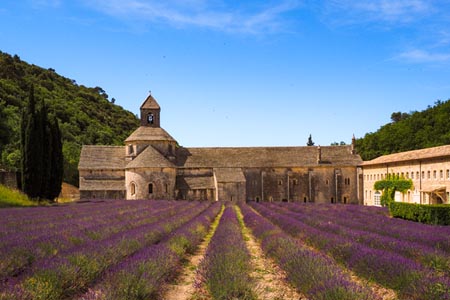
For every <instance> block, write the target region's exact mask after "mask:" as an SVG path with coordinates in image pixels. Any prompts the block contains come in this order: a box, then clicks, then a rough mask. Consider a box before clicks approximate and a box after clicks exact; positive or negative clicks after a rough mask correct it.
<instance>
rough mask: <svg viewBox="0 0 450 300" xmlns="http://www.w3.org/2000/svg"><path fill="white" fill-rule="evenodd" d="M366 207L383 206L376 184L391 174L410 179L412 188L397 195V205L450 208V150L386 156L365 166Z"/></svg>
mask: <svg viewBox="0 0 450 300" xmlns="http://www.w3.org/2000/svg"><path fill="white" fill-rule="evenodd" d="M362 167H363V176H364V204H366V205H380V197H381V191H376V190H374V188H373V186H374V184H375V182H376V181H378V180H381V179H384V178H386V176H387V175H388V174H392V175H396V176H399V177H404V178H409V179H411V180H412V182H413V188H412V189H411V190H408V191H407V192H406V193H405V194H401V193H397V194H396V195H395V200H396V201H401V202H408V203H419V204H442V203H446V204H450V201H449V199H450V146H449V145H447V146H440V147H433V148H428V149H420V150H414V151H407V152H401V153H396V154H390V155H384V156H381V157H378V158H376V159H374V160H371V161H366V162H364V163H363V165H362Z"/></svg>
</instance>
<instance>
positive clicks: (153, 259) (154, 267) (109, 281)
mask: <svg viewBox="0 0 450 300" xmlns="http://www.w3.org/2000/svg"><path fill="white" fill-rule="evenodd" d="M219 210H220V204H219V203H215V204H213V205H212V206H210V207H209V208H208V209H207V210H206V211H204V212H203V213H201V214H200V215H198V216H197V217H195V218H193V219H192V220H191V221H189V222H188V223H186V224H185V225H184V226H183V227H180V228H178V229H177V230H175V231H173V232H172V233H171V234H170V235H168V236H166V237H165V238H164V239H163V240H161V242H160V243H159V244H158V245H153V246H150V247H146V248H144V249H142V250H140V251H138V252H136V253H135V254H133V255H132V256H130V257H128V258H127V259H125V260H123V261H122V262H120V263H119V264H118V265H116V266H115V267H113V268H111V269H110V270H108V271H107V272H106V274H105V276H103V277H102V279H101V282H100V283H99V284H97V286H96V287H95V288H92V289H90V290H89V291H88V292H87V293H86V294H85V295H84V296H83V297H81V299H84V300H90V299H111V300H122V299H129V300H132V299H155V298H160V296H161V295H160V291H161V289H162V286H163V285H164V284H165V283H167V282H169V281H170V279H171V278H172V277H173V276H174V275H175V274H176V273H177V271H178V269H179V267H180V265H181V261H182V259H183V257H184V256H185V255H186V254H187V253H192V252H193V251H194V250H195V248H196V247H197V246H198V244H200V242H201V241H202V239H203V238H204V237H205V235H206V233H207V232H208V228H209V226H210V225H211V223H212V221H213V219H214V218H215V217H216V216H217V214H218V213H219Z"/></svg>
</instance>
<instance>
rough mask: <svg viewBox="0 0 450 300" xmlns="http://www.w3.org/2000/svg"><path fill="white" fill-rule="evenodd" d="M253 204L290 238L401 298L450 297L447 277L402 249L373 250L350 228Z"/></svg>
mask: <svg viewBox="0 0 450 300" xmlns="http://www.w3.org/2000/svg"><path fill="white" fill-rule="evenodd" d="M267 206H269V207H267ZM252 207H254V208H255V209H257V211H258V212H259V213H261V214H262V215H263V216H265V217H267V218H269V219H270V220H271V221H272V222H274V223H275V224H277V225H279V226H280V227H281V228H282V229H283V230H285V231H286V232H287V233H289V234H290V235H292V236H293V237H297V238H298V239H301V240H303V241H306V242H307V243H308V244H310V245H311V246H313V247H315V248H317V249H319V250H321V251H323V252H325V253H327V254H329V255H331V256H332V257H333V258H334V259H336V260H337V261H338V262H340V263H342V264H343V265H345V266H346V267H348V268H349V269H351V270H352V271H354V272H355V273H356V274H357V275H359V276H361V277H364V278H366V279H369V280H374V281H376V282H378V283H380V284H381V285H384V286H386V287H388V288H392V289H394V290H395V291H397V292H398V294H399V297H401V298H402V299H447V298H448V297H449V296H448V295H449V293H450V284H449V282H450V281H449V278H448V276H446V275H444V274H440V273H439V272H436V271H435V270H433V269H430V268H428V267H426V266H423V265H421V264H420V263H418V262H417V261H415V260H413V259H411V258H408V257H405V256H403V255H401V254H399V253H397V252H401V251H396V250H395V247H394V248H393V250H392V251H388V250H385V249H374V248H372V247H370V246H368V245H366V244H365V243H364V239H361V235H360V234H355V232H354V231H352V230H351V229H350V228H339V226H337V227H336V228H337V229H336V228H333V226H334V225H333V224H330V221H326V220H325V221H321V220H320V218H318V217H316V220H315V221H314V223H310V224H307V222H308V221H305V220H306V219H308V216H303V215H302V216H301V217H299V218H293V217H292V214H290V213H289V212H288V211H285V212H284V213H280V212H279V211H280V210H278V211H277V210H276V209H274V207H273V205H270V204H252ZM319 209H320V206H319ZM313 224H314V225H316V226H313ZM329 225H331V226H329ZM356 232H357V231H356ZM386 246H387V247H389V246H388V245H386Z"/></svg>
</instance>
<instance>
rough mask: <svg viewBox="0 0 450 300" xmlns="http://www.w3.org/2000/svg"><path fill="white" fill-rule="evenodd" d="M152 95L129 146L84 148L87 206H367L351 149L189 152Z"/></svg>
mask: <svg viewBox="0 0 450 300" xmlns="http://www.w3.org/2000/svg"><path fill="white" fill-rule="evenodd" d="M160 121H161V108H160V106H159V105H158V103H157V101H156V100H155V99H154V98H153V97H152V96H151V95H150V96H148V97H147V99H146V100H145V101H144V103H143V104H142V106H141V126H140V127H139V128H137V129H136V130H135V131H134V132H133V133H132V134H131V135H130V136H129V137H128V138H127V139H126V140H125V146H83V148H82V150H81V157H80V163H79V166H78V168H79V172H80V196H81V198H82V199H83V198H105V199H112V198H121V199H124V198H126V199H130V200H131V199H186V200H208V201H216V200H224V201H246V200H253V201H289V202H292V201H297V202H316V203H362V201H363V199H362V194H363V187H362V178H363V177H362V175H360V174H358V173H359V172H360V171H358V170H359V169H358V166H359V165H360V164H361V163H362V160H361V158H360V156H359V155H358V154H356V153H355V151H354V143H352V145H345V146H325V147H324V146H322V147H320V146H319V147H316V146H304V147H236V148H233V147H217V148H185V147H182V146H179V145H178V143H177V141H176V140H175V139H174V138H173V137H172V136H171V135H170V134H169V133H167V132H166V131H165V130H164V129H163V128H162V127H161V126H160Z"/></svg>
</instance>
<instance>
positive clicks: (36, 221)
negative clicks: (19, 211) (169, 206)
mask: <svg viewBox="0 0 450 300" xmlns="http://www.w3.org/2000/svg"><path fill="white" fill-rule="evenodd" d="M162 202H168V201H162ZM172 202H174V201H172ZM166 205H167V204H164V203H163V206H166ZM160 206H161V201H133V202H132V203H131V202H130V201H121V200H111V201H109V202H100V203H83V204H72V205H61V206H52V207H37V208H24V209H23V210H24V211H23V214H14V213H13V212H14V209H6V210H1V211H0V213H2V214H3V215H4V216H3V219H0V220H1V221H0V228H1V229H0V237H3V236H4V235H8V234H9V233H19V232H28V231H30V230H42V229H48V224H49V223H51V224H52V226H54V227H56V228H59V227H60V226H64V225H66V223H67V222H68V221H69V222H70V221H72V220H86V221H89V220H95V219H96V217H99V216H101V217H106V216H117V215H123V214H126V213H135V212H138V211H140V210H141V209H144V210H148V209H158V208H159V207H160ZM28 212H29V213H28Z"/></svg>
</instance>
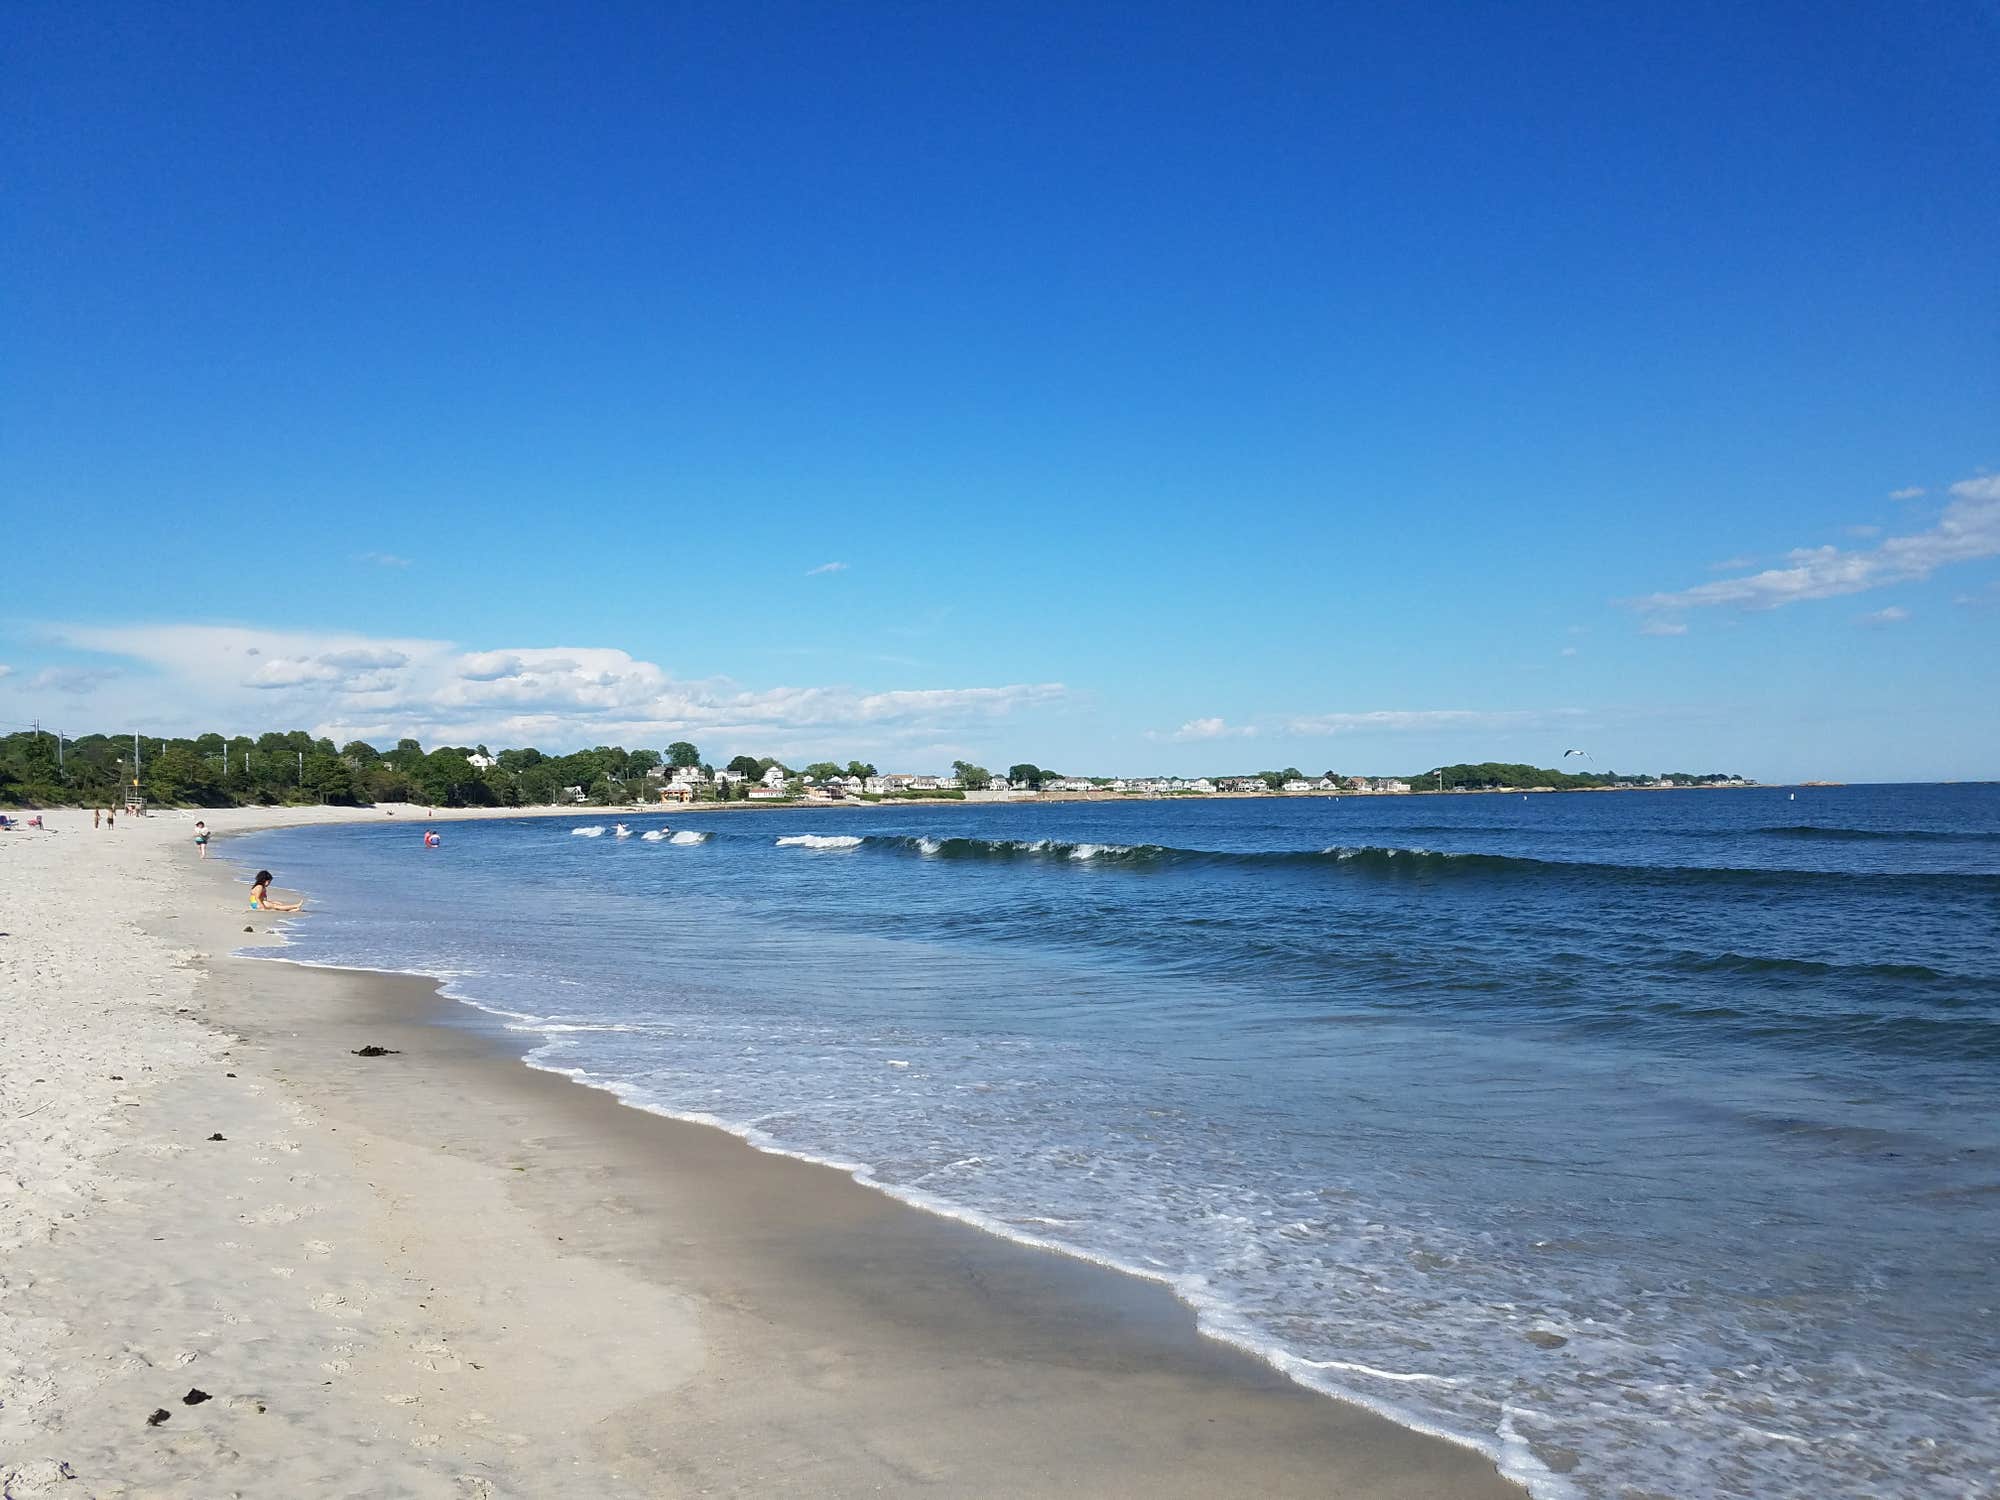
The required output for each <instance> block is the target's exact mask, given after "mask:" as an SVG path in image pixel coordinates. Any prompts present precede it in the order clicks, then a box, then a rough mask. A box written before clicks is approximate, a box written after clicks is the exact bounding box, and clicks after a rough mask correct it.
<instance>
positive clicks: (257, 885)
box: [250, 870, 306, 912]
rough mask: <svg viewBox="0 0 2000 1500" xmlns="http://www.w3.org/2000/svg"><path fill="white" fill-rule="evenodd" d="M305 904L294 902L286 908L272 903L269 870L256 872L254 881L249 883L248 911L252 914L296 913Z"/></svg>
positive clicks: (282, 902) (280, 902)
mask: <svg viewBox="0 0 2000 1500" xmlns="http://www.w3.org/2000/svg"><path fill="white" fill-rule="evenodd" d="M304 904H306V902H294V904H292V906H286V904H284V902H274V900H272V898H270V870H258V872H256V880H252V882H250V910H252V912H296V910H298V908H300V906H304Z"/></svg>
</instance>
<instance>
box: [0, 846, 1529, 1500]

::::

● Tugas:
Ubah baris-baris dari awal sampai baris yang memuat "207L383 206L376 184L391" dengan mengganti "rough mask" menjadi "coarse mask", tanpa mengubah bagian lain. Tuliskan hasilnya tanpa menyertakan gambar.

● Jawaban berikut:
For every <instance> block, write the target region's exact mask after "mask:" as an SVG path with coordinates in image pixels. Any prompts the block contains come in this order: a box, then clicks, then a coarse mask. Consider a box before clicks approximate and a box after clicks exact; positive or negative clicks after a coarse mask correct it.
<instance>
coarse mask: <svg viewBox="0 0 450 300" xmlns="http://www.w3.org/2000/svg"><path fill="white" fill-rule="evenodd" d="M366 207L383 206L376 184L391 174L410 179L412 188L397 195V205L450 208V150L386 156L365 166Z"/></svg>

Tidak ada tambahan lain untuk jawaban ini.